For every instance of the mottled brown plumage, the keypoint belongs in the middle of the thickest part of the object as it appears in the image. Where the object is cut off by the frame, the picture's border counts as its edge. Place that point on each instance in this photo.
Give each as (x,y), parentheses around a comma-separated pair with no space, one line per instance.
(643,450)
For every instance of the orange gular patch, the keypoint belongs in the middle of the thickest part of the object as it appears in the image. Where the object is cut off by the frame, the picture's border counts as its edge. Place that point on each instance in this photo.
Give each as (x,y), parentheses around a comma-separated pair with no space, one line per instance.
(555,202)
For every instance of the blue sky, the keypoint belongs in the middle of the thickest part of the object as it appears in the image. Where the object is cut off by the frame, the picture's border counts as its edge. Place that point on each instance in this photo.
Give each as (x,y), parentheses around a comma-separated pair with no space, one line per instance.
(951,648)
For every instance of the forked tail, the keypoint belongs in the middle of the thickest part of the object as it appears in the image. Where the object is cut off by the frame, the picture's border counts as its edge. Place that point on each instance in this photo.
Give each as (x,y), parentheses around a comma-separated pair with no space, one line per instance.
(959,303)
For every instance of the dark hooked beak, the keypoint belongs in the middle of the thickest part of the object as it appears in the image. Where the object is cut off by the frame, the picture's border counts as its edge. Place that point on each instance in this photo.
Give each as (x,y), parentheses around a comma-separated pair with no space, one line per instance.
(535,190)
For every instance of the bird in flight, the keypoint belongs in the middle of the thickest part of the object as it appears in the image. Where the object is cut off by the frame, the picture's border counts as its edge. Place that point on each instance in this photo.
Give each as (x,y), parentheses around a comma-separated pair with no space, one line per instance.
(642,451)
#####
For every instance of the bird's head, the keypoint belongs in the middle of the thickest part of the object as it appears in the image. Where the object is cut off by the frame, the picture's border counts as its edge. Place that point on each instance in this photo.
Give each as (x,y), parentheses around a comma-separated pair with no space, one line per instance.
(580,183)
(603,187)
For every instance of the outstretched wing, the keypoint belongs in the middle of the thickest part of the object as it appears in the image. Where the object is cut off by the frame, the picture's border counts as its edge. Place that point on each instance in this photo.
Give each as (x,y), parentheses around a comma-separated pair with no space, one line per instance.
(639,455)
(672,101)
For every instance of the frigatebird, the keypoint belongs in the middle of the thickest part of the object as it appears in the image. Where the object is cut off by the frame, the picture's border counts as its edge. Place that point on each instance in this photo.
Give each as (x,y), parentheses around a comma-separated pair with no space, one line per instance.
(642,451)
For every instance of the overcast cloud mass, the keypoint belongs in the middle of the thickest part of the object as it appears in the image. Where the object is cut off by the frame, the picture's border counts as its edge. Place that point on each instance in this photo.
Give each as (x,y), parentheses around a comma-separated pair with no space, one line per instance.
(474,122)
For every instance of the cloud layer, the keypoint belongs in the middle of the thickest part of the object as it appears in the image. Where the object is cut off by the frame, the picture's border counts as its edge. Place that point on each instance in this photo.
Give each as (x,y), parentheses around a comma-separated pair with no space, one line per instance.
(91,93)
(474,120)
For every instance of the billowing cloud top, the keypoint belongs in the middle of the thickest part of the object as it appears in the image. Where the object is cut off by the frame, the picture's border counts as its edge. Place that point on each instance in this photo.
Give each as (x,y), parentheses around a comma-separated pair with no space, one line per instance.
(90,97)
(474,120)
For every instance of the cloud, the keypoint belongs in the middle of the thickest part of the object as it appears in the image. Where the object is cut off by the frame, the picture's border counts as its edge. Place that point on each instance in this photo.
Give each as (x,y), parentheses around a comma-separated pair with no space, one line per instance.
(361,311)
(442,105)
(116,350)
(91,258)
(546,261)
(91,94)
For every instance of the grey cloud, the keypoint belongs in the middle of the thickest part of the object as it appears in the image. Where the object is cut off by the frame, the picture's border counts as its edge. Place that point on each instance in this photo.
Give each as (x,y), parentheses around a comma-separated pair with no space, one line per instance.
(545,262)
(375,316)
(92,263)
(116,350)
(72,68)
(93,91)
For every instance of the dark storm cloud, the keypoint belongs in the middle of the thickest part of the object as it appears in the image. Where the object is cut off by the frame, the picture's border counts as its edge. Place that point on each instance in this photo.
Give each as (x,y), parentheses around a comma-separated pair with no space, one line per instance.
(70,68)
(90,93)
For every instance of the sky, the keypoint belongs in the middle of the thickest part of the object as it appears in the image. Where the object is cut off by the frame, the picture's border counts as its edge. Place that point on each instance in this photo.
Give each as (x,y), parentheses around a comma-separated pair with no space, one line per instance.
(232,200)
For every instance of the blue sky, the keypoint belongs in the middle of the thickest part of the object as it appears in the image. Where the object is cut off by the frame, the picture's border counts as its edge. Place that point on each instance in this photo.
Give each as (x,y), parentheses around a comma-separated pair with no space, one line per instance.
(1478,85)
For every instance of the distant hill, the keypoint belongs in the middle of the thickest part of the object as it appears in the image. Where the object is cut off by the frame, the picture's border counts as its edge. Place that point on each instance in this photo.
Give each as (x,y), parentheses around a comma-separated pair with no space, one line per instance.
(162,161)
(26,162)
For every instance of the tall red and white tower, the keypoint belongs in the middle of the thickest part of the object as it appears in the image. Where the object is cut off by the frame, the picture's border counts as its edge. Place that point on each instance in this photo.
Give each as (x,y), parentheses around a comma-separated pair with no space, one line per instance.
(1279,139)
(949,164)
#####
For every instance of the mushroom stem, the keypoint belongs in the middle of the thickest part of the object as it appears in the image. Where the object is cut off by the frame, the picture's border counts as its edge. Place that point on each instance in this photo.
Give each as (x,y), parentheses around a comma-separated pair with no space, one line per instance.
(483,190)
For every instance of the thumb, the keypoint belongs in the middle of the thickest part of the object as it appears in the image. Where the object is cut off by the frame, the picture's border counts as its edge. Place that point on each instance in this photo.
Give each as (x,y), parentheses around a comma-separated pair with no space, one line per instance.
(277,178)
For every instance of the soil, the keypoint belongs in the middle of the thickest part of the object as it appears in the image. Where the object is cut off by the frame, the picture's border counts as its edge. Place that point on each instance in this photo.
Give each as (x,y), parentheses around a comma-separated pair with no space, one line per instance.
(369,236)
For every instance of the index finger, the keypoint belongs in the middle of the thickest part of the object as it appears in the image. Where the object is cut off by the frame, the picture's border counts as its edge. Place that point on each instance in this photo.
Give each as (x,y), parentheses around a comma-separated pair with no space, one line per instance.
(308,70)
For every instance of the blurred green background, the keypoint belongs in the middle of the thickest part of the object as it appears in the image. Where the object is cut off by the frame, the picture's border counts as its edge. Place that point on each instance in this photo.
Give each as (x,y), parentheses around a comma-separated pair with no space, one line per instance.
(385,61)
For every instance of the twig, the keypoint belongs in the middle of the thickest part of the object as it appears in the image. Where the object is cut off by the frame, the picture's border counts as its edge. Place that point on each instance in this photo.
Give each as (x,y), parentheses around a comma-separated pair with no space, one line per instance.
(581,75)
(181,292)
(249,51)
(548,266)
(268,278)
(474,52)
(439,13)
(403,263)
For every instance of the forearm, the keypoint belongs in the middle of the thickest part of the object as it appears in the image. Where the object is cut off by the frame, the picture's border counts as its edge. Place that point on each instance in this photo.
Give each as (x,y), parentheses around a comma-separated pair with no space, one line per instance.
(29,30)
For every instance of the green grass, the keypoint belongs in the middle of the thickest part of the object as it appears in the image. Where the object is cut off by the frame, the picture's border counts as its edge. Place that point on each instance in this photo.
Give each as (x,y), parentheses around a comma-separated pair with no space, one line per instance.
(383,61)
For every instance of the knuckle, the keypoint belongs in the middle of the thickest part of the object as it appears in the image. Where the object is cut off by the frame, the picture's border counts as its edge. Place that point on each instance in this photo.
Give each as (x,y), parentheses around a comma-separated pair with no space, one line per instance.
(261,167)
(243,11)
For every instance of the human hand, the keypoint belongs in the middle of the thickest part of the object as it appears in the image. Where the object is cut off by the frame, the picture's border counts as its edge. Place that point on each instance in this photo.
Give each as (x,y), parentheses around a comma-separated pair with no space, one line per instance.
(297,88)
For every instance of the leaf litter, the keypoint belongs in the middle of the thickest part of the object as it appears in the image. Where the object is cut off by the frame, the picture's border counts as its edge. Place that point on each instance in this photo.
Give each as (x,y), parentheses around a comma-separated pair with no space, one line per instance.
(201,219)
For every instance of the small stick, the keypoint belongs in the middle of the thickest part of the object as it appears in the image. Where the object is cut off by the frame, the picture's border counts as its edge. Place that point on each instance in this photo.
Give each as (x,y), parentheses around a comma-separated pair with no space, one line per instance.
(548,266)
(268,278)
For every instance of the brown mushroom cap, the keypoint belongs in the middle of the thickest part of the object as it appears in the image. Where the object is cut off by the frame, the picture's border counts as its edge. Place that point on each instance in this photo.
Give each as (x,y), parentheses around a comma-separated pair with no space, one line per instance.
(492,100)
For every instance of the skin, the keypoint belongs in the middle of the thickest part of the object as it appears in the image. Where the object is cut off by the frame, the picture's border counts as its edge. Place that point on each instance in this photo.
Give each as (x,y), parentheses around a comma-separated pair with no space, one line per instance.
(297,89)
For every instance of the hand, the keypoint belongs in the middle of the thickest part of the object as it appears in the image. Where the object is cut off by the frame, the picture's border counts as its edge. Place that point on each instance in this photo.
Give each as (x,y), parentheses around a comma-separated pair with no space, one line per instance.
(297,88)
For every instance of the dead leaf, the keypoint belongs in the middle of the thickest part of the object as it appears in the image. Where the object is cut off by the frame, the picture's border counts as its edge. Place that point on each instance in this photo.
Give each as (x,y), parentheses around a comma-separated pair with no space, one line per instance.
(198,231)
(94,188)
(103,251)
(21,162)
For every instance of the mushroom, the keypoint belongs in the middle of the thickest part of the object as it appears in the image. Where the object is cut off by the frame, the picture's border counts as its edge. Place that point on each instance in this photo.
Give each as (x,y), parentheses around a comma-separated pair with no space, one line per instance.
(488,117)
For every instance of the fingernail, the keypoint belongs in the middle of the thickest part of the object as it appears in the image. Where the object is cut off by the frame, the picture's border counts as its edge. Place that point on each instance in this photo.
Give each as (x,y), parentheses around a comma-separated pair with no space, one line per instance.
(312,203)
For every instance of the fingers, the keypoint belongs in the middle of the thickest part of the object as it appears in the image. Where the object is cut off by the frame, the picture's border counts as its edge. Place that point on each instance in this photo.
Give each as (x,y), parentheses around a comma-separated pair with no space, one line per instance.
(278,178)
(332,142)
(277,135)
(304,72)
#####
What the task asks ▸ In how many lines of the data does the string "leaf" appear? Only the number should be given.

Answer area ▸ 2